▶ _What you will do_: Working from the line that contains "Target = orange marking on beetle" down to the last line below, repeat each line exactly.

"""

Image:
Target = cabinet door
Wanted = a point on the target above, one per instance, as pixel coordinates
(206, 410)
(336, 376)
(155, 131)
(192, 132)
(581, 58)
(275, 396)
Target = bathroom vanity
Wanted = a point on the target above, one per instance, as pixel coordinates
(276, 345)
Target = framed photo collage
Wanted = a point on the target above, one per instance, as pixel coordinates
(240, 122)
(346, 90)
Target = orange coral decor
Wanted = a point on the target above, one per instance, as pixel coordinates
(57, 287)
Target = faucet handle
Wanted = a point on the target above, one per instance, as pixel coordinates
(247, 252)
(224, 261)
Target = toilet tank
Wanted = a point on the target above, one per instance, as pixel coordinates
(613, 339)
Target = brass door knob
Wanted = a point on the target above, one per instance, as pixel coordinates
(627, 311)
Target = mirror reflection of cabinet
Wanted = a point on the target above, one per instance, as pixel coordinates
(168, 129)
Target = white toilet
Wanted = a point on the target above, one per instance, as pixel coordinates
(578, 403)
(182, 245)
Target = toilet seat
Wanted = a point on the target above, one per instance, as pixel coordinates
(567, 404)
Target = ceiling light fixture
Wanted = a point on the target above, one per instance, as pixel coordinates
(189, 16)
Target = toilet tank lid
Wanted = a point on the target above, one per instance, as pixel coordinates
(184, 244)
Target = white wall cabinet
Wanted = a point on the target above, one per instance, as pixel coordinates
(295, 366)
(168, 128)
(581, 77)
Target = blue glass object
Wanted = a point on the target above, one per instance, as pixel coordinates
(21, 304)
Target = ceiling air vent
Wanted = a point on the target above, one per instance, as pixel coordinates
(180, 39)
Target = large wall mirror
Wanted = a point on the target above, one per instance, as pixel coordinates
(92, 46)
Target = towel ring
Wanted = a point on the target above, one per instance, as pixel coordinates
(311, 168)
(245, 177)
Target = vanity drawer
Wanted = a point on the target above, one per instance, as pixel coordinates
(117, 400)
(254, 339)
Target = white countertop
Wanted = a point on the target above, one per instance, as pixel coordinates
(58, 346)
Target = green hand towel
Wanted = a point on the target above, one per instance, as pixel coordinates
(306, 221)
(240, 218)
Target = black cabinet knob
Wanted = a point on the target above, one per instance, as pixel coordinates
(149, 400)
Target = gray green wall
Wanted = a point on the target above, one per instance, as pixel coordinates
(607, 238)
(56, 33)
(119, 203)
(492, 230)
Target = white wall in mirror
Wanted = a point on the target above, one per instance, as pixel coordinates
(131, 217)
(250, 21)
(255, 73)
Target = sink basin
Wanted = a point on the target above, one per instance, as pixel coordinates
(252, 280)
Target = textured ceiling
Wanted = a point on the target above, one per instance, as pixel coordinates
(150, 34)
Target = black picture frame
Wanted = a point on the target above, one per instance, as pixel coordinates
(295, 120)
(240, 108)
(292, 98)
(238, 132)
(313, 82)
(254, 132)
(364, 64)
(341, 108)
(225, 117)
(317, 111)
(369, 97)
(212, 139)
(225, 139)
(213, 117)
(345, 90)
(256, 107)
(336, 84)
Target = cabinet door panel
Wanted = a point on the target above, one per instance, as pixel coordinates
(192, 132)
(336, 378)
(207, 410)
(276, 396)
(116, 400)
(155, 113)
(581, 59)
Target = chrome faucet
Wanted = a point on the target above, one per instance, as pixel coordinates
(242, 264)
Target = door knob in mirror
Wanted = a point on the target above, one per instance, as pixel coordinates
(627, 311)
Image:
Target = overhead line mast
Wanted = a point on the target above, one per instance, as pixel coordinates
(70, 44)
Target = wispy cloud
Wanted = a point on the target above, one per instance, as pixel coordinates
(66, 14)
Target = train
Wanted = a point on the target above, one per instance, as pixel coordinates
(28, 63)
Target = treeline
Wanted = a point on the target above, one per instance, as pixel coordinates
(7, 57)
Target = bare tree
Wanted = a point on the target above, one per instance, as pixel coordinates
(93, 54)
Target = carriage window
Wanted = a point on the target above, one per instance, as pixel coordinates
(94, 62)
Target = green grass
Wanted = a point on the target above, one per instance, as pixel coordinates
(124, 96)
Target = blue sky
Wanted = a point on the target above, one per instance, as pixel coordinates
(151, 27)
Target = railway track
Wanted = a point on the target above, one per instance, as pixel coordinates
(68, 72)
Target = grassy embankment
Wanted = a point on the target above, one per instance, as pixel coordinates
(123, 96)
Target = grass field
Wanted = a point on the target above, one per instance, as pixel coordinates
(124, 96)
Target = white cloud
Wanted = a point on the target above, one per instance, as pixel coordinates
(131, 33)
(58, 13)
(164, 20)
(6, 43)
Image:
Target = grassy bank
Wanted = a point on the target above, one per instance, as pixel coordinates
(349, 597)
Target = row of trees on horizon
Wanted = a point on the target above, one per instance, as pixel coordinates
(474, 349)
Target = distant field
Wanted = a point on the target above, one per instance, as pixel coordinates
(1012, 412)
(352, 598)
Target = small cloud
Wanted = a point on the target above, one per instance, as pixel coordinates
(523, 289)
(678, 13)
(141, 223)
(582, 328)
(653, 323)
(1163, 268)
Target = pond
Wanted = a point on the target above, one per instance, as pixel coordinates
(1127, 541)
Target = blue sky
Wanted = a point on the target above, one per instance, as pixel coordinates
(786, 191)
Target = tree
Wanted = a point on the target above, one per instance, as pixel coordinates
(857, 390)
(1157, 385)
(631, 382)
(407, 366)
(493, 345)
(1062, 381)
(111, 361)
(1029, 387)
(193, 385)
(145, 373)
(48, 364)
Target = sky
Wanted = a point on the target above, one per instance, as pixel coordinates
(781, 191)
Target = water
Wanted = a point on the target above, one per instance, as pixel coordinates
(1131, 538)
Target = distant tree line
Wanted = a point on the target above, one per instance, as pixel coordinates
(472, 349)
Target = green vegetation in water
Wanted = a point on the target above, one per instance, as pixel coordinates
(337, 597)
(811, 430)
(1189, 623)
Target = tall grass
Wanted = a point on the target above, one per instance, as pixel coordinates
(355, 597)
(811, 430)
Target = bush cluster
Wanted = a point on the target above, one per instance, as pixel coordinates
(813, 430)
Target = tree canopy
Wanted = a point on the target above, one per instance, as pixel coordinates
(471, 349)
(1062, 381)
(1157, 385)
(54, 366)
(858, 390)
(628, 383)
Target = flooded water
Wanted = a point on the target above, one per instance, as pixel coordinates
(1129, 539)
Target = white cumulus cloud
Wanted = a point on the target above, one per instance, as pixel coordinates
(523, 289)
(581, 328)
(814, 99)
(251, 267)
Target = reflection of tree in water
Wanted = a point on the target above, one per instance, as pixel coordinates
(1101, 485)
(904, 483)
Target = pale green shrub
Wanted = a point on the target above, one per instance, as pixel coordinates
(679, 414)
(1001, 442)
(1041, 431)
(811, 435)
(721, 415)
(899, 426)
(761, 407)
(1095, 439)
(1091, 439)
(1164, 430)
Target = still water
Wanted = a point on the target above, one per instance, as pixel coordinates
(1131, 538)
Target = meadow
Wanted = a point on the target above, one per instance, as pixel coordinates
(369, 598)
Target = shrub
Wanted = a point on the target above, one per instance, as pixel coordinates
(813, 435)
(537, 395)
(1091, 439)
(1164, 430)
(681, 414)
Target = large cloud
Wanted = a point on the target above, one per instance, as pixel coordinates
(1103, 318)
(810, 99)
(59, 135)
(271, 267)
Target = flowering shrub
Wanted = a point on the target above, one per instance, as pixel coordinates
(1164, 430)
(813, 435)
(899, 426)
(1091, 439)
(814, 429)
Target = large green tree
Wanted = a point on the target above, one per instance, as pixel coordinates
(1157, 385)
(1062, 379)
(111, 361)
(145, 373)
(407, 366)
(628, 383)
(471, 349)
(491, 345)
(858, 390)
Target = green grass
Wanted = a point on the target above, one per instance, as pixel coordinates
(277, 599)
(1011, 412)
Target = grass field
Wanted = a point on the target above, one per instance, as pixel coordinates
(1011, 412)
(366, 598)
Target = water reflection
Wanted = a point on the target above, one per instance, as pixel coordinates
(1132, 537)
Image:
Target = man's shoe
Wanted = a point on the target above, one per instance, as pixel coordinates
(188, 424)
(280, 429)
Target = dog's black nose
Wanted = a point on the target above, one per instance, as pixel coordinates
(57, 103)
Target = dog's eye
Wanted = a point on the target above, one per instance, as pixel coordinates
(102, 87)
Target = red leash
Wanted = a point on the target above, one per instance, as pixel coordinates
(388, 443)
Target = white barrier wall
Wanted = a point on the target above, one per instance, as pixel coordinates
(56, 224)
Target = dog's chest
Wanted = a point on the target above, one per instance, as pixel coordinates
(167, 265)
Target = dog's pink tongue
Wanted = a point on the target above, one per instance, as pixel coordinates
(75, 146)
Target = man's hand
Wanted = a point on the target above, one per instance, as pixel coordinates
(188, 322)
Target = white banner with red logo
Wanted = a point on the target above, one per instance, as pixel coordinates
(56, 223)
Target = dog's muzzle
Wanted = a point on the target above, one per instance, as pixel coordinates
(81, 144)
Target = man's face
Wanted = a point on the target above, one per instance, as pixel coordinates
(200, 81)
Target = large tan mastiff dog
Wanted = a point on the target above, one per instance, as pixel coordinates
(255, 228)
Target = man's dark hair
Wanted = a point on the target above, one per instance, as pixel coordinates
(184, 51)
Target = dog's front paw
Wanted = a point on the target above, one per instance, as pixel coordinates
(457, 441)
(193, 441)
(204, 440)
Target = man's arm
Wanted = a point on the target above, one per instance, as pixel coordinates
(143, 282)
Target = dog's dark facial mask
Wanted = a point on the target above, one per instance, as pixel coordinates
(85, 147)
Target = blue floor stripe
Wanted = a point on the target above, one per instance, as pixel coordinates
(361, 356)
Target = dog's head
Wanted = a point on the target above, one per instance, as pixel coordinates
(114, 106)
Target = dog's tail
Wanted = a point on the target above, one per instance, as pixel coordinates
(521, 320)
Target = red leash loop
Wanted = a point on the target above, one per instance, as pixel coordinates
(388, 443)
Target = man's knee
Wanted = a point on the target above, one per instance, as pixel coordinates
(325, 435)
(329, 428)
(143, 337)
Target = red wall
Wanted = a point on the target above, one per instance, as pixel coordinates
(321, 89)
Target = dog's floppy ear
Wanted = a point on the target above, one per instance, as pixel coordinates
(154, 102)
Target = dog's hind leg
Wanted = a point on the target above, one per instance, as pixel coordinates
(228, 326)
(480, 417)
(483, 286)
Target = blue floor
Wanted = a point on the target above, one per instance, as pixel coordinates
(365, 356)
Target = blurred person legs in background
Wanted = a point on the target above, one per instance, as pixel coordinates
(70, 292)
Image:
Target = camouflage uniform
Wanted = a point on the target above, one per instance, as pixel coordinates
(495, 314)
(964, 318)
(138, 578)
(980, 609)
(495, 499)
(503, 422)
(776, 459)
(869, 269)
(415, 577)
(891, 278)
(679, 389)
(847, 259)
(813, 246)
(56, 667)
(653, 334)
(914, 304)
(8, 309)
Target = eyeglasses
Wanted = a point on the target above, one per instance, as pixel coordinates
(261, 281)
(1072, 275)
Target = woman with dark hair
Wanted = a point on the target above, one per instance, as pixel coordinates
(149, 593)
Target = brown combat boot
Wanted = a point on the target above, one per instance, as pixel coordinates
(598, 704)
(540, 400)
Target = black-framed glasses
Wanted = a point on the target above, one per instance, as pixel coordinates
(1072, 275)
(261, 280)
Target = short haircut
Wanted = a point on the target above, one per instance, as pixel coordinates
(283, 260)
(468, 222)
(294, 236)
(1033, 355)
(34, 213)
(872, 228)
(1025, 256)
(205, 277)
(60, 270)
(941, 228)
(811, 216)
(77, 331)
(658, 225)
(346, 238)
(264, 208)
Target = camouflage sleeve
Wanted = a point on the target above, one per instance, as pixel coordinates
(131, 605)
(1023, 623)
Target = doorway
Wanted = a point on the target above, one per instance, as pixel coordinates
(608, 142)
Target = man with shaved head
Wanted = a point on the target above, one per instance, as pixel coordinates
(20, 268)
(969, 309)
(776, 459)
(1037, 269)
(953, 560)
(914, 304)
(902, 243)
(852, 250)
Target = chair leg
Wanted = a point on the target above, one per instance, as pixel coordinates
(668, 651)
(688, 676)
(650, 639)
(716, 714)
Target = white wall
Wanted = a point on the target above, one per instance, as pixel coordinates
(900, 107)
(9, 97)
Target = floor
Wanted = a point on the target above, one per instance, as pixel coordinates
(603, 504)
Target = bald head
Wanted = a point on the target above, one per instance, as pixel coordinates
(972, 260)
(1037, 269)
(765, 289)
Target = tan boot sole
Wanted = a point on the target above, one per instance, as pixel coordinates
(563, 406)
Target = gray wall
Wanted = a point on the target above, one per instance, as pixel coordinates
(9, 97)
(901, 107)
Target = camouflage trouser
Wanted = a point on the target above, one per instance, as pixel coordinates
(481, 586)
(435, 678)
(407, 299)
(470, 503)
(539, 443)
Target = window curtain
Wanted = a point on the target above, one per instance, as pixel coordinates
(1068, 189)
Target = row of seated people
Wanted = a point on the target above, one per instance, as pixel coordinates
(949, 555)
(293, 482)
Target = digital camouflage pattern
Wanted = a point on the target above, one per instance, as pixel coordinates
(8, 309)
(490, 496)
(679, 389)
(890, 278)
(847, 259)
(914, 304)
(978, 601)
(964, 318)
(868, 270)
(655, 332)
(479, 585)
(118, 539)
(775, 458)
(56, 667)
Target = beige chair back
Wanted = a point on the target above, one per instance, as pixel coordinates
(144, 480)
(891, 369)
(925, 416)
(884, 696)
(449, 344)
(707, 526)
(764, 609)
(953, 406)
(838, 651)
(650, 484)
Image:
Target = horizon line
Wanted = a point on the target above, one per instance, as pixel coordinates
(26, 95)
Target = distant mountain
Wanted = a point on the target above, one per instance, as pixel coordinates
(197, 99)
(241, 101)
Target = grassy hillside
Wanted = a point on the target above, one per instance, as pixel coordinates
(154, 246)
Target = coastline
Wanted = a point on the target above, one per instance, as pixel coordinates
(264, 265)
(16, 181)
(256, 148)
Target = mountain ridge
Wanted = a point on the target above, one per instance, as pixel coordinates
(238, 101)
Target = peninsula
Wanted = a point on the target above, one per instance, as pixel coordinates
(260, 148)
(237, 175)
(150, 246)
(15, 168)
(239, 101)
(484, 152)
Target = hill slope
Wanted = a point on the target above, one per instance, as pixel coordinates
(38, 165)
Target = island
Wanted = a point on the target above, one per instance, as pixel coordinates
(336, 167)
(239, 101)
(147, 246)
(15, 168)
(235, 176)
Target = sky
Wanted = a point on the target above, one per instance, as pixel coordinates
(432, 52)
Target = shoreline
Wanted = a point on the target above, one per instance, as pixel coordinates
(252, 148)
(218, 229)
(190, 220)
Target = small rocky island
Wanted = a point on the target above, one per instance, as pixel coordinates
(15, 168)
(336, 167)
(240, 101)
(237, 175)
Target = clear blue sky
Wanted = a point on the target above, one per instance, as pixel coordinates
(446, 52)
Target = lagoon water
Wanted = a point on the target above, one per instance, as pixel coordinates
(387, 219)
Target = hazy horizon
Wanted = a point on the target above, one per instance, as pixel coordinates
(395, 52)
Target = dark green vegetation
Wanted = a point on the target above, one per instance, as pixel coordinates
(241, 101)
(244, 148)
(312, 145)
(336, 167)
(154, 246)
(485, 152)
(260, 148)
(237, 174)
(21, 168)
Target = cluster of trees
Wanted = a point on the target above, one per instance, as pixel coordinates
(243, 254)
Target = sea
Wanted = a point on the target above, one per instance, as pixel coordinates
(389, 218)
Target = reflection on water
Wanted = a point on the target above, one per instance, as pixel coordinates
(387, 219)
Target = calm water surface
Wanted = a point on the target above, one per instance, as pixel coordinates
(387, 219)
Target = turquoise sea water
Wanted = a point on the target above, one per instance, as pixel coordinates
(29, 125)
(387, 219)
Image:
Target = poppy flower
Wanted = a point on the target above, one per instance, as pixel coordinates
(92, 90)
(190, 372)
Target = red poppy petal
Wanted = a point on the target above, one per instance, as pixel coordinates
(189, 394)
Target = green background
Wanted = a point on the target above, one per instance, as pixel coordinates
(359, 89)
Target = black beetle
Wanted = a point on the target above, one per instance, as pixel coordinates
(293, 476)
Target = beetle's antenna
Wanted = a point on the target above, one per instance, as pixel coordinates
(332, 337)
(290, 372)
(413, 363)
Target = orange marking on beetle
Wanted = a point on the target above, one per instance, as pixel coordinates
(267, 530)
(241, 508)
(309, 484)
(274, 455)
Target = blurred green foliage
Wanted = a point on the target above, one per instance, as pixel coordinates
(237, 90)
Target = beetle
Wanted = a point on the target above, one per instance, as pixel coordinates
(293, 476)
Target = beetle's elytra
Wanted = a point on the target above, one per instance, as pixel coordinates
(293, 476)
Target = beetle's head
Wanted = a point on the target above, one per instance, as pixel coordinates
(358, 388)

"""

▶ _Answer in full_:
Target = orange marking on beetle
Wanted = a point on the target above, one per instance, as pixel coordinates
(267, 530)
(241, 508)
(309, 484)
(274, 455)
Target = blurred green foliage
Wanted = a point on the target above, one per instance, as pixel coordinates
(237, 90)
Target = beetle
Wanted = a point on the target above, one per instance, as pixel coordinates
(293, 476)
Target = beetle's elytra
Wanted = a point on the target above, one per instance, as pixel coordinates
(293, 476)
Target = beetle's head
Wanted = a point on the target above, one per instance, as pixel coordinates
(358, 388)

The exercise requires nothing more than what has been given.